• Given request:
Express the rows below as a JSON list of strings with one string per line, skipping blank lines and leaving out the pictures.

══ Data supplied ══

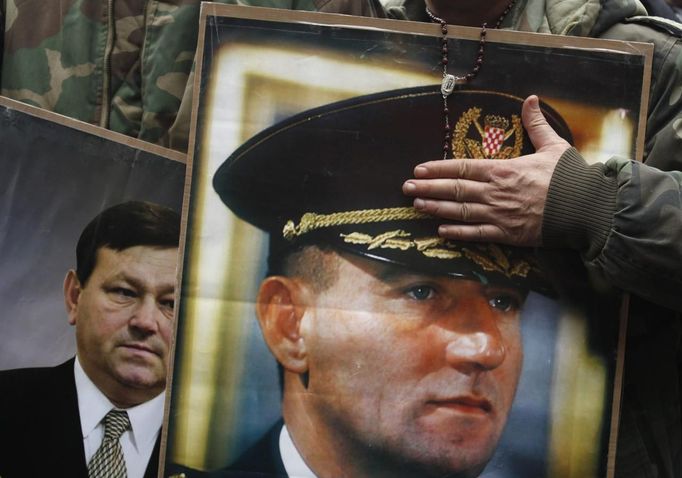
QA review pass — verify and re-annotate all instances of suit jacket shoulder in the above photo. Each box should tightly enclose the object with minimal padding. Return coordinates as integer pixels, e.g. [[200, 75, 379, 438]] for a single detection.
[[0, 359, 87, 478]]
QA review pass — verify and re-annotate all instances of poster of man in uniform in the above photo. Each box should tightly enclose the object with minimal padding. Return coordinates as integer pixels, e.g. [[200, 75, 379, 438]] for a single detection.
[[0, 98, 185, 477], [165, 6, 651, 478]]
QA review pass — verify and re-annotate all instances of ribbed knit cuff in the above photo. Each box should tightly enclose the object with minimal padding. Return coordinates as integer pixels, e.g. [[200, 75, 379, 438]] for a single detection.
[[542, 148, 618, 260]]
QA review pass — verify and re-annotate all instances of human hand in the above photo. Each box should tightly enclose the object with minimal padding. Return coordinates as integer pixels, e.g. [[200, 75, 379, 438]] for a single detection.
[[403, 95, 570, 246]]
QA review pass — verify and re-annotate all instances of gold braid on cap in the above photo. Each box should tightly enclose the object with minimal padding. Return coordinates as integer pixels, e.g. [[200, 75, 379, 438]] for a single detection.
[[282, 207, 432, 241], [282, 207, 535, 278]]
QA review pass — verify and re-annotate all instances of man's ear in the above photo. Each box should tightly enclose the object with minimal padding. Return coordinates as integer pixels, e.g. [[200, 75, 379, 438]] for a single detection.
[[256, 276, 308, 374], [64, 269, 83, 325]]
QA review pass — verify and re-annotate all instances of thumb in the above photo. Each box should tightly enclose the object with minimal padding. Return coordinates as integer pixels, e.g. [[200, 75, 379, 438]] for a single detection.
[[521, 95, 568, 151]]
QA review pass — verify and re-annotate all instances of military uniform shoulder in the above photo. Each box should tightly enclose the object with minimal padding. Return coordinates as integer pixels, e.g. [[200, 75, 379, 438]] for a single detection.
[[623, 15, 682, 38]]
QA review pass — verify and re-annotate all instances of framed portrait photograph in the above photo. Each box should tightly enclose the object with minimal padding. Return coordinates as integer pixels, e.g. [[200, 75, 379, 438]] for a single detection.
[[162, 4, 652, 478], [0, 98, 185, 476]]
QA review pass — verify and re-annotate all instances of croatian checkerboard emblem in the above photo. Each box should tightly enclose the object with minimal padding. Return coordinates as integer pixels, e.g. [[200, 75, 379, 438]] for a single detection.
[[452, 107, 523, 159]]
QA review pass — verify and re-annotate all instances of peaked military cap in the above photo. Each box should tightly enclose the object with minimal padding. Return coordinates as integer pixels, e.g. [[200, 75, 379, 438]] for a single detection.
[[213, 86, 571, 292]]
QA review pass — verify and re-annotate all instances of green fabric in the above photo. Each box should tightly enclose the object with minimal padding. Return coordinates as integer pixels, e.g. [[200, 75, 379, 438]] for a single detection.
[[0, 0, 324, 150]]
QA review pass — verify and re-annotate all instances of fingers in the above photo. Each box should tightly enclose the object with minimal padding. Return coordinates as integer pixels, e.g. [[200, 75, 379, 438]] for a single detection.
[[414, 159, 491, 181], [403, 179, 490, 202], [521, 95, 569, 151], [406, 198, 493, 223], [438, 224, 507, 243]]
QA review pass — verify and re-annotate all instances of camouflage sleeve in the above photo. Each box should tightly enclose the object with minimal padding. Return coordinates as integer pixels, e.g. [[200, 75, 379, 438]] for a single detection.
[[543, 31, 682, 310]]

═══

• Response below:
[
  "QA review pass — verify and re-annotate all instances of suit jacket shoulder in the above photo. Each box should tightly enclose the object with minimal padding. Return coordinates as integer pixels, e.g. [[200, 75, 379, 438]] for a single detection.",
  "[[0, 359, 87, 478]]",
  "QA review pass — verify and re-annotate all instances of poster of man in uniform in the above photo. Each box should tightly enclose the object with minimal padding. Return coordinates as integer pixels, e.g. [[200, 75, 379, 438]] for a single detection.",
  "[[0, 98, 185, 477], [165, 6, 651, 478]]",
  "QA review pass — verify and re-annotate all instances of ribbed knit cuff in the above photo. Each box should tightly enclose the object with minimal padding. Return coordinates as integer pixels, e.g. [[200, 75, 379, 438]] for a single detection.",
  "[[542, 148, 618, 260]]",
  "QA review pass — verify and re-annotate all instances of human hand in the above photo. Each box should tightly enclose the object with minimal padding. Return coordinates as integer pixels, e.g. [[200, 75, 379, 438]] for a single detection.",
  "[[403, 95, 570, 246]]",
  "QA review pass — verify and re-annotate all instances of gold braid on cap in the above photo. Each box should tightly enclose the object with minimal padding. Return coordinates as integer pixels, e.g. [[200, 75, 379, 438]] for a single detection.",
  "[[282, 207, 432, 241], [282, 207, 535, 278]]",
  "QA review pass — verify and re-annotate all instances of man's ear in the above photo. Each box should tightly enclose the object with minimal padding. Return coordinates as integer pixels, e.g. [[200, 75, 379, 438]] for a single detection.",
  "[[256, 276, 308, 374], [64, 269, 83, 325]]",
  "QA review pass — verify and re-annotate all instances of thumb in the above photo. Each box should tightly enclose the object with minimal padding. Return coordinates as integer pixels, e.g. [[200, 75, 379, 438]] for a single detection.",
  "[[521, 95, 568, 151]]",
  "QA review pass — verify and re-annotate all instances of military uniform shoulder in the above photo. Each box should tightly enclose the object with minimal padding. Return coordinates as integer pixels, e.g. [[200, 75, 379, 438]] for a single detection.",
  "[[623, 15, 682, 38]]",
  "QA review pass — verify and re-annotate all instances of framed portrait photograph in the above photo. Each box should tightly enclose the object with minimal padding. Return coordinates as integer pixels, e.g. [[200, 75, 379, 438]] for a single detection.",
  "[[162, 4, 652, 478], [0, 98, 185, 476]]",
  "QA review pass — verify and re-annotate all instances of croatian checkerboard emblem in the above photo. Each box should tightly enclose the object with minimal padding. Return coordinates as integer pixels, e.g. [[200, 75, 379, 438]] for a single detection.",
  "[[452, 107, 523, 159]]",
  "QA review pass — verify and re-annotate all instances of peaked military cap in the above photo. Each box should tightly enclose the object with minimal padding. Return coordinates as integer pixels, e.g. [[200, 75, 379, 438]] for a single detection.",
  "[[213, 86, 571, 292]]",
  "QA review pass — verify and re-annotate all instances of green fabric in the above photo. Each box should tightly enclose the object with minimal padding. Return coordinates as integer pixels, e.g. [[200, 75, 379, 438]] for a single detection.",
  "[[0, 0, 324, 150]]",
  "QA review pass — verify and re-annotate all instances of fingers in the above photo. Each box should tightly enclose the object with minimal padding. Return coordinates as integer pixels, e.g. [[200, 75, 379, 438]] for a single detection.",
  "[[414, 159, 491, 181], [403, 179, 490, 202], [521, 95, 569, 151], [406, 198, 493, 223], [438, 224, 507, 243]]",
  "QA review pass — verify and re-annotate all instances of camouflage sleeve in the above photo. Each box should tightly enclose the object with minimal padding. Return coordinates as integer pixels, e.g. [[200, 75, 379, 438]] for a single detection.",
  "[[543, 31, 682, 310]]"
]